Document text:
********************

International markets in the early stages of development require a more extensive support organization, relative to
the current levels of revenue and operating income, than the Americas.
The Channel Development segment includes packaged coffee and tea, a variety of ready-to-drink beverages,
single-serve coffee and tea products and other branded product operations worldwide, as well as the US
foodservice business. In prior years through the first several months of fiscal 2011, we sold a selection of
Starbucks and Seattle’s Best Coffee branded packaged coffees and Tazo®teas in grocery and warehouse club
stores throughout the US and to grocery stores in Canada, the UK and other European countries through a
distribution arrangement with Kraft Foods Global, Inc. Kraft managed the distribution, marketing, advertising and
promotion of these products as a part of that arrangement. During fiscal 2011, we successfully transitioned these
businesses including the marketing, advertising, and promotion of these products, from our previous distribution
arrangement with Kraft and began selling these products directly to the grocery and warehouse club stores. Our
Channel Development segment also includes ready-to-drink beverages, which are primarily manufactured and
distributed through The North American Coffee Partnership, a joint venture with the Pepsi-Cola Company. The
proportionate share of the results of the joint venture is included, on a net basis, in income from equity investees
on the consolidated statements of earnings. The US foodservice business sells coffee and other related products to
institutional foodservice companies with the majority of its sales through national broad-line distribution
networks. The Channel Development segment reflects a modest cost structure and a resulting higher operating
margin, compared to the other reporting segments, which consist primarily of retail stores.

********************

Source excerpt:
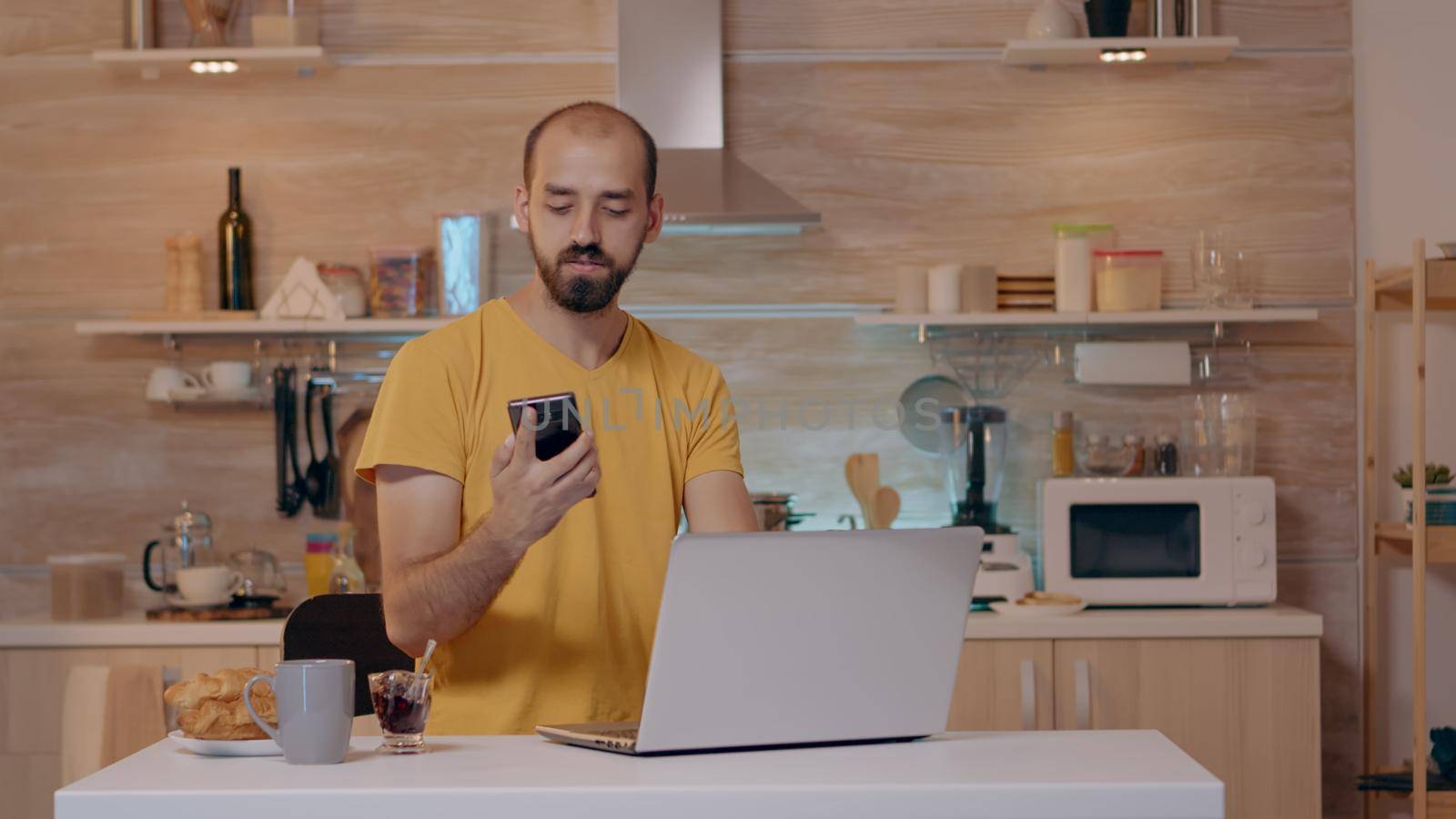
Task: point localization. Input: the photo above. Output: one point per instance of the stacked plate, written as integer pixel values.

********************

Task brief: Write out, word for word, the passage in the business segment text above from "International markets in" to "than the Americas.".

Task answer:
International markets in the early stages of development require a more extensive support organization, relative to
the current levels of revenue and operating income, than the Americas.